What you will do:
(A) List every abbreviated name the text excerpt uses for a person.
(B) In the text excerpt, on what date is BoA holding its extra 2% cash back day?
(C) Please copy the part of the text excerpt that opens with the words containing "Are you kidding" and closes with "They are beautiful.".

Text excerpt:
======

The start of a cross-country race always reminds me of Braveheart.

Pumpkin painting contest at the library. My favorite children’s book of all time is Arnie the Doughnut (perhaps followed by George and Martha). Mrs FP painted Arnie. FC2 painted Huggly.

FC1’s entry.

Are you kidding me Costco? Way to tug at my heartstrings!

FC5 at a field trip to visit the prairie. Flyover country can be pretty sometimes.

FC2 somewhere in this mass of marching band kids.

Apple picking at a new-to-us orchard about fifteen minutes from our house. It was a glorious fall day. We should have bought more gold rush apples, which were awesome (as always). Every single time I visit an orchard in town, I wonder why I don’t live on one. They are beautiful.

Beautiful fall commute. I’ll take this over sitting in soul-crushing traffic most days of the year (save a few in Jan/Feb).

This Month’s Finances

For those on the BoA bandwagon, BoA is doing another one of those extra 2% cash back days on Nov 9 (link). If you are planning on making a large purchase/payment anyway, why not time it to coincide with that date? I’ll be doing my monthly $1,500 Costco Cash purchase (+ December’s too?) on that date to eek out another $30+ of rewards. Not life changing money by any means, but I don’t mind picking up proverbial dollar bills from the ground when I find them. The last time I did this, most of my transactions worked as anticipated and got the extra 2% bonus, but a couple small ones did not due to how BoA handled the timing (e.g. medical payment cleared a day after the eligibility date).

======

[Stored items from a collection]
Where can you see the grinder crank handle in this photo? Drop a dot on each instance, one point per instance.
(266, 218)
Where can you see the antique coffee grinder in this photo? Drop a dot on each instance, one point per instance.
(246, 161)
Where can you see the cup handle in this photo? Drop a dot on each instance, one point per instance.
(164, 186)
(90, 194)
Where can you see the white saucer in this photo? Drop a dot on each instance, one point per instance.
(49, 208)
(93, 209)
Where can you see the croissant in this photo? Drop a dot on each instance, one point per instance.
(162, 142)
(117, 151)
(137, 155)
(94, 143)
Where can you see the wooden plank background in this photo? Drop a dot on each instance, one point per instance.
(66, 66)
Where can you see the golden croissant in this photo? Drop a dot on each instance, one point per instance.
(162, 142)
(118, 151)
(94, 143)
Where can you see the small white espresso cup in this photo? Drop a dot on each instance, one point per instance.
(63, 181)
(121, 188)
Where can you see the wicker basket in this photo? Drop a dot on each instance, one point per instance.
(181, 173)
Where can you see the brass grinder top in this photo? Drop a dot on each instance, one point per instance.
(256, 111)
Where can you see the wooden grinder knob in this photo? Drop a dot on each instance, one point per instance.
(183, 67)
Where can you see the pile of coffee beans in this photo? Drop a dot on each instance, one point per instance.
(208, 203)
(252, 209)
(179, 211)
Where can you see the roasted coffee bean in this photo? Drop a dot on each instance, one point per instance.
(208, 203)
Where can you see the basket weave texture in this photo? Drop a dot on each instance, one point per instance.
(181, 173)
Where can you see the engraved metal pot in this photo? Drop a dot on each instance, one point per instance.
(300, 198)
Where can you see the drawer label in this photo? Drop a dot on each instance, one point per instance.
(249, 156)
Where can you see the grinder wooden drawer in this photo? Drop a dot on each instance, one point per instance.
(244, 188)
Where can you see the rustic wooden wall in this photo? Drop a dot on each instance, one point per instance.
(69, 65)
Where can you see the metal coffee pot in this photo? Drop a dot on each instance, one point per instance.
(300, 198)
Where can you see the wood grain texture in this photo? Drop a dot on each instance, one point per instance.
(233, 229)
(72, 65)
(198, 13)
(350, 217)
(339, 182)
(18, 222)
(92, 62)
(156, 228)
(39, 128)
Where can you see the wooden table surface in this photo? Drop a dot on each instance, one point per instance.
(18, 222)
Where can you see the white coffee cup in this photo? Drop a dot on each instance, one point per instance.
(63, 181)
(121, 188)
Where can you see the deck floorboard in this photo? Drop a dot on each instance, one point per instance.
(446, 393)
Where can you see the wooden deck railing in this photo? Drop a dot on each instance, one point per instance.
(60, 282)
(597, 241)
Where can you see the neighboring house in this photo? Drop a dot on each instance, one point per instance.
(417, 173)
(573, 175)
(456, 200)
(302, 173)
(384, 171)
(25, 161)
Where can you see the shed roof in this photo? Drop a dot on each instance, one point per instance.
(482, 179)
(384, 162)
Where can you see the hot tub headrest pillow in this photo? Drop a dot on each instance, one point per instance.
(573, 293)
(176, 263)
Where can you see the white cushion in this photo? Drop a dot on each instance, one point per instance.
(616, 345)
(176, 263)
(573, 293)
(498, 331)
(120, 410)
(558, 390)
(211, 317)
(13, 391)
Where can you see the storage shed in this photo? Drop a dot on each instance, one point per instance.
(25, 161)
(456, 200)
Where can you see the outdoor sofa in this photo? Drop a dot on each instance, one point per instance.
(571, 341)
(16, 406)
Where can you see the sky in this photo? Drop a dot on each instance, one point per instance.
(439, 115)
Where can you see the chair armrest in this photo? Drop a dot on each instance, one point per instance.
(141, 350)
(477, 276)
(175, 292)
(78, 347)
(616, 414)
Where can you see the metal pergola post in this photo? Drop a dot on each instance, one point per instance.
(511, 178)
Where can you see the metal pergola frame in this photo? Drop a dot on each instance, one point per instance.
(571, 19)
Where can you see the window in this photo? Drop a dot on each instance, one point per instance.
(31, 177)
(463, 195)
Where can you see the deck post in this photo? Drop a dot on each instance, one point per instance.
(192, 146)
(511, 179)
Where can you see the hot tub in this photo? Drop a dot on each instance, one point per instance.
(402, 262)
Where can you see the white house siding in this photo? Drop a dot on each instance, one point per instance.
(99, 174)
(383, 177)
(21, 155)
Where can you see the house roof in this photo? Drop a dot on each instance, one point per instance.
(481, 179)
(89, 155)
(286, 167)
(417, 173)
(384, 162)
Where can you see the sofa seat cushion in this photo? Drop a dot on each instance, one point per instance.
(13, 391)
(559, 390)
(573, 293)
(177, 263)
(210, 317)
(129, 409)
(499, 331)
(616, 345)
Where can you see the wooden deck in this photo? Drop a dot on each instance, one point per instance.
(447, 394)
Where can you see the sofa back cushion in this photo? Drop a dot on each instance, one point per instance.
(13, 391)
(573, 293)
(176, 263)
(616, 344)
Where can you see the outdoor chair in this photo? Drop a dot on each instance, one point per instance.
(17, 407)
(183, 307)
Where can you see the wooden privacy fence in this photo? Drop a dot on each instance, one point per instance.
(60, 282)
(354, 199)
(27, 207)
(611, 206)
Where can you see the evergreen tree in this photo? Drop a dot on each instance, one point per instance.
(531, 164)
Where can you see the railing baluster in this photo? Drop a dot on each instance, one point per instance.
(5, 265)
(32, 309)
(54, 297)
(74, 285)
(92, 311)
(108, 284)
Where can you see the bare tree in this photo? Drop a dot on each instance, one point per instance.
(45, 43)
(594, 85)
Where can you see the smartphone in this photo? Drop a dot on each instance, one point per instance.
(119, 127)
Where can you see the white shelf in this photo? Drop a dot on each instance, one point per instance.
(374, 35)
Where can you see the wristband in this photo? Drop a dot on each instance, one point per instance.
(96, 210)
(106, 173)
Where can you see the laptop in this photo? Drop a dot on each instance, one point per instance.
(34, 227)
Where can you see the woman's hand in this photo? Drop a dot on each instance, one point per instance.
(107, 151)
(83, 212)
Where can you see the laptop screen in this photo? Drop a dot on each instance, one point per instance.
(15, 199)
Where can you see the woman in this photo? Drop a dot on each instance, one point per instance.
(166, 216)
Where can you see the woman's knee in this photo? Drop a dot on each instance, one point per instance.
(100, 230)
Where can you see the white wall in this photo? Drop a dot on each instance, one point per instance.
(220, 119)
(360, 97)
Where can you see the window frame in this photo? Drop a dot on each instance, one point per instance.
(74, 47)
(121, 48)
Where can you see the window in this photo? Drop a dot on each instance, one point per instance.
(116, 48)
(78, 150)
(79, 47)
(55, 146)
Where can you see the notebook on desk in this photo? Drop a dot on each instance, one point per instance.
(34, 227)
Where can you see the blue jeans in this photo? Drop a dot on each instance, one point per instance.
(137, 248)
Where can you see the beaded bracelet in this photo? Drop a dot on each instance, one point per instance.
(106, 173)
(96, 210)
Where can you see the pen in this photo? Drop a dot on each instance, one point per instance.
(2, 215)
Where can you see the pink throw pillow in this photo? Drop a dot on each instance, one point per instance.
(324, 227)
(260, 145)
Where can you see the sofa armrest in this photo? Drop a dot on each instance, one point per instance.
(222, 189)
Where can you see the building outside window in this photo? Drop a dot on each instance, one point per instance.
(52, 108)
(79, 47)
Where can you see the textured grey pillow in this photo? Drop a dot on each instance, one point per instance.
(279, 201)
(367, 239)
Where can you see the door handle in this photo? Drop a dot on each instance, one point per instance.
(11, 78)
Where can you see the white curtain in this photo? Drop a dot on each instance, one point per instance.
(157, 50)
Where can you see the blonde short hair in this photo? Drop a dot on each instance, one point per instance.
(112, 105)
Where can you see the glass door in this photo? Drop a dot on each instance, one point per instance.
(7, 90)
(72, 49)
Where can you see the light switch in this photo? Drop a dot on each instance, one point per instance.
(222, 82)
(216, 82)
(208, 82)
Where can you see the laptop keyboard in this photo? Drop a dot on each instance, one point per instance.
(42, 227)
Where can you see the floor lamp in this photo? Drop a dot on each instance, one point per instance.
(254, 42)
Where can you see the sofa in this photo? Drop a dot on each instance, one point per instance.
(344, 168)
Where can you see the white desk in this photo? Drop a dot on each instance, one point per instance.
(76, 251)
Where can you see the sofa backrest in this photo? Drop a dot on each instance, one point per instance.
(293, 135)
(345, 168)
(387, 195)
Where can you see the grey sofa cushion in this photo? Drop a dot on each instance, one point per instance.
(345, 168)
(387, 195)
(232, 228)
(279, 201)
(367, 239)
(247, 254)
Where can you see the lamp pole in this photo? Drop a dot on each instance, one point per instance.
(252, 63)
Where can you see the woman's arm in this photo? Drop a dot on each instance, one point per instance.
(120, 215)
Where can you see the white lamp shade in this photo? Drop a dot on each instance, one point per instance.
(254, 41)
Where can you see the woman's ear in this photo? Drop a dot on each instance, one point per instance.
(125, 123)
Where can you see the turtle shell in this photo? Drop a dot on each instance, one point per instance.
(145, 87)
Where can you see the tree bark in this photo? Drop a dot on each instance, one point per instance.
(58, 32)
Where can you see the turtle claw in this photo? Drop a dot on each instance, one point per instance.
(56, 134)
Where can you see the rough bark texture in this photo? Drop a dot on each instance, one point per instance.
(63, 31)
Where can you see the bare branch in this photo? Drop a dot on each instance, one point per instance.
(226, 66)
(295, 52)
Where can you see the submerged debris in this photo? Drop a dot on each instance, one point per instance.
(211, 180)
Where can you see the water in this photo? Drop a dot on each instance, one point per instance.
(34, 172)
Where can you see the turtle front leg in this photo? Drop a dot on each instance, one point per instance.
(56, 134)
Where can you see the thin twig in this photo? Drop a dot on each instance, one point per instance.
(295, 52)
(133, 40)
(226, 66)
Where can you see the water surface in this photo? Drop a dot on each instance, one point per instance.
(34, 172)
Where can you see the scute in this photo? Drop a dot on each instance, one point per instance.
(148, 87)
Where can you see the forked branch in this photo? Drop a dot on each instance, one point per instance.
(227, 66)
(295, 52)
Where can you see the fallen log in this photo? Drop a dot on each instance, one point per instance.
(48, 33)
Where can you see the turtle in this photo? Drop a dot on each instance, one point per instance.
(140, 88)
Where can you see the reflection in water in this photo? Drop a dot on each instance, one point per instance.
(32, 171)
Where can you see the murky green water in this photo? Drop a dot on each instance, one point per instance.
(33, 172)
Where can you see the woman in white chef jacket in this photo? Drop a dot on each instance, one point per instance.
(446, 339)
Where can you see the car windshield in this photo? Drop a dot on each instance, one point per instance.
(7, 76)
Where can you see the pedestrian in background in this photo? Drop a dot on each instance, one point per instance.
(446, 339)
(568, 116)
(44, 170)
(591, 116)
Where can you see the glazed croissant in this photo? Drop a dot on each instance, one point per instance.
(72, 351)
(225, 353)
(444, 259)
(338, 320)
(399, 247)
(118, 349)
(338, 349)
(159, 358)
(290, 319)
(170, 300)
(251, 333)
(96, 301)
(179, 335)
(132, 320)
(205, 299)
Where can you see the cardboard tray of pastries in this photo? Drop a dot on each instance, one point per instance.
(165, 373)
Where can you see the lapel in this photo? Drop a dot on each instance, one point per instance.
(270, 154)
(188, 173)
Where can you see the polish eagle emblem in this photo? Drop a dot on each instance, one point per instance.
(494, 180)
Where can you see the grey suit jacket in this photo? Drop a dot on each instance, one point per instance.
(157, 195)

======

Answer set:
(A)
Mrs FP
FC1
FC2
FC5

(B) Nov 9

(C)
Are you kidding me Costco? Way to tug at my heartstrings!

FC5 at a field trip to visit the prairie. Flyover country can be pretty sometimes.

FC2 somewhere in this mass of marching band kids.

Apple picking at a new-to-us orchard about fifteen minutes from our house. It was a glorious fall day. We should have bought more gold rush apples, which were awesome (as always). Every single time I visit an orchard in town, I wonder why I don’t live on one. They are beautiful.